= Text provided =
++++++++++++++++++++
Saturday, April 17, 2010

a slave in the fields of the lord



"This is interesting that you say farmed animals 'enjoy' a relationship with man... As if they are willing subjects to the enslavement and eventual permanent end/use of their bodies. And while the goal might be to 'protect them from predators' we forget that man is the most 'successful' predator of them all."

--comment posted here, April 11

Domesticated animals are not slaves--slavery is a purely human construct. They are animals of various species who have chosen the path of technophilia--otherwise, they would be impossible to domesticate.

Not all technophiles are domesticated--rats, mice, certain wasps, raccoons, bats, white-tailed deer, and that endless parade of carpenter ants in my back shed all feel the pull of the man-made environment, but they aren't domesticated. Instead, we classify them as pests. Are they to be classified as slaves as well? Seems like some very loaded and disapproving language to use for creatures who have a liking for human waste, human food, and human infrastructure.
++++++++++++++++++++
= Dataset excerpts =

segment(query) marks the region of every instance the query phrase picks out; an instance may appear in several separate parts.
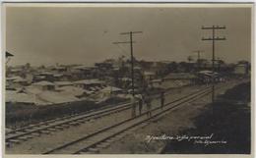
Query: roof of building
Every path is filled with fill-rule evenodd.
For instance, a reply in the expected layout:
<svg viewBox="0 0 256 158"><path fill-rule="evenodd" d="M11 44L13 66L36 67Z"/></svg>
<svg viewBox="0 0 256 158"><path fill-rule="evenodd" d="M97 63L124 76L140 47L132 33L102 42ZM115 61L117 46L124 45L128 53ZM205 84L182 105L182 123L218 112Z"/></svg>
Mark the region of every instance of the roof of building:
<svg viewBox="0 0 256 158"><path fill-rule="evenodd" d="M103 92L114 92L114 91L122 91L121 88L119 87L115 87L115 86L106 86L104 88L102 88L100 91L103 91Z"/></svg>
<svg viewBox="0 0 256 158"><path fill-rule="evenodd" d="M170 73L164 79L195 79L196 76L189 73Z"/></svg>
<svg viewBox="0 0 256 158"><path fill-rule="evenodd" d="M33 85L54 85L52 82L46 81L46 80L34 82L34 83L32 83L32 84L33 84Z"/></svg>
<svg viewBox="0 0 256 158"><path fill-rule="evenodd" d="M93 67L93 66L85 66L85 65L73 67L73 69L79 69L79 70L91 70L93 68L95 68L95 67Z"/></svg>
<svg viewBox="0 0 256 158"><path fill-rule="evenodd" d="M74 83L80 83L80 84L94 84L94 83L103 83L103 82L104 81L98 79L83 79L83 80L74 81Z"/></svg>
<svg viewBox="0 0 256 158"><path fill-rule="evenodd" d="M54 81L54 84L56 84L56 85L72 85L74 83L71 82L71 81Z"/></svg>
<svg viewBox="0 0 256 158"><path fill-rule="evenodd" d="M145 76L155 76L156 74L153 72L144 72L143 73Z"/></svg>
<svg viewBox="0 0 256 158"><path fill-rule="evenodd" d="M6 90L6 102L34 103L32 94L18 92L16 90Z"/></svg>
<svg viewBox="0 0 256 158"><path fill-rule="evenodd" d="M82 95L84 92L86 92L85 89L76 87L76 86L72 86L72 85L59 87L57 89L61 90L60 93L62 93L62 94L70 94L70 95L74 95L74 96L79 96L79 95Z"/></svg>

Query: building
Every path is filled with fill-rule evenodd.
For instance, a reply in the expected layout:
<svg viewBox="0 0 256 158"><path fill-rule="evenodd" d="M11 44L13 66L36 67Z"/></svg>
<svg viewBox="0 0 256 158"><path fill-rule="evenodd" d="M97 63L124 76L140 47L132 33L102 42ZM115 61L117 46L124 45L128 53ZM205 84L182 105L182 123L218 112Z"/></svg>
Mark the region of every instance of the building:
++++++++++++++++++++
= Stated goal 1 =
Decide whether each statement below agrees with the text on domesticated animals and slavery, answering yes or no and quoting the deciding words of that text: (a) The quoted comment was posted on April 11. (b) The writer calls domesticated animals slaves. (c) The writer counts carpenter ants among domesticated animals.
= Stated goal 2 =
Pick up the text on domesticated animals and slavery after its last sentence and continue it.

= Written response 1 =
(a) Yes: "--comment posted here, April 11"
(b) No: "Domesticated animals are not slaves--slavery is a purely human construct."
(c) No: "all feel the pull of the man-made environment, but they aren't domesticated."

= Written response 2 =
As predators go, man is barely adequate--we don't stack up well against lions or sharks, that's for sure. But predation is morally neutral, and in many species an absolute requirement: Most predators have digestive systems that requite they eat meat and nothing else. What's difficult, and not neutral, is the real root of our species' success. We are omnivores, with scavenging and predation in the mix, and this has helped nurture our apparently endless flexibility. It is this flexibility that has gotten us into no end trouble--it's our chief adaptation and our default behavior, and lies at the heart of a lot of very hard problems.

"For me, the crux of it is that killing/eating animals is not necessary for human health. Indeed the more we learn the more it's understood we can thrive on a plant based diet. So the question becomes... If we don't 'need' to place 10 billion animals inside of warehouses and slaughterhouses... Why do it at all?"

--same comment, same date

Does it really matter whether people can get adequate nutrition without eating meat? I don't eat meat, and I don't think it matters. It's not a moral position for me, although others sometimes use vegetarianism as a propellent for their self-regard. And it's not a question of doing or not doing something--it's a question of understanding that having right relations with other creatures requires thought, humility, and an understanding of evolutionary constraints and evolutionary behavior.

What does matter is that almost everyone I have engaged with in the animal-rights movement seems to be amazingly short on hands-on, in-depth knowledge of how different species behave, react, and are profoundly different from each other. This includes an ignorance of how the human species really operates, since we, too, are animals.

To speak broadly of "animals" as a class that includes any being that isn't us is morally unacceptable. We're in this together--bears, dogs, bees, elephants, menhaden, rats, grasshoppers, penguins, and humans--and we need to be able to tell each other apart.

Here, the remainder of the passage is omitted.